Source document –
-=-=-=-=-

HCPC Requests CR Protocol Review
In a letter to the new chairman of the Consumer Product Safety Commission (CPSC; Washington, DC), The Healthcare Compliance Packaging Council (HCPC; Falls Church, VA) calls for the commission to "seriously review" its child-resistance (CR) testing protocol.
"Under your leadership, the HCPC is hopeful that CPSC will recognize that the time has come to explore significant changes to the existing protocol," HCPC stated in its October 21, 2002, letter to Harold Stratton. "We are further hopeful that a primary objective of this effort will be the removal of impediments to greater use of unit-dose blister and strip packaging that exist under the current protocol."
Citing CPSC data obtained by HCPC via the Freedom of Information Act (and reported in the January 2001 issue of PMP News), the letter argued that "unit-dose formats are superior to cap-and-vial closures when it comes to protecting small children from accidental poisonings due to ingestion of drug products." However, unit-dose formats are not favored by U.S. pharmaceutical manufacturers because "it is far easier, and less expensive, for them to meet protocol requirements by using cap-and-vial closures."
As a result, the CR protocol for non-reclosable pharmaceutical packaging should be made less subjective than it is now. HCPC also suggested that CPSC review the British and German protocols, which have "objective pass/fail criteria" and "are 'type' tests that preclude the need to retest the same packages over and over again."
The letter led to a meeting between CPSC officials and HCPC's board of directors on November 18, 2002. At the meeting, HCPC asked for either the toxicity element to be removed from the non-reclosable packaging CR protocol or for blisters to be made "comparable with bottles in their ability to bypass CR features" at a patient's request. HCPC executive director Peter Mayberry said the CPSC representatives seemed receptive to HCPC's concerns.
The full text of the letter is available at www.unitdose.org.

-=-=-=-=-

Available data –
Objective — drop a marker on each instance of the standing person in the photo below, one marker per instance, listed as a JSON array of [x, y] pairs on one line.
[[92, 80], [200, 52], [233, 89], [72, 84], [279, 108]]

-=-=-=-=-

Task requirements –
Copy the passage of the HCPC letter article from "HCPC Requests CR" to "(CR) testing protocol.", word for word.

Solved exercise –
HCPC Requests CR Protocol Review
In a letter to the new chairman of the Consumer Product Safety Commission (CPSC; Washington, DC), The Healthcare Compliance Packaging Council (HCPC; Falls Church, VA) calls for the commission to "seriously review" its child-resistance (CR) testing protocol.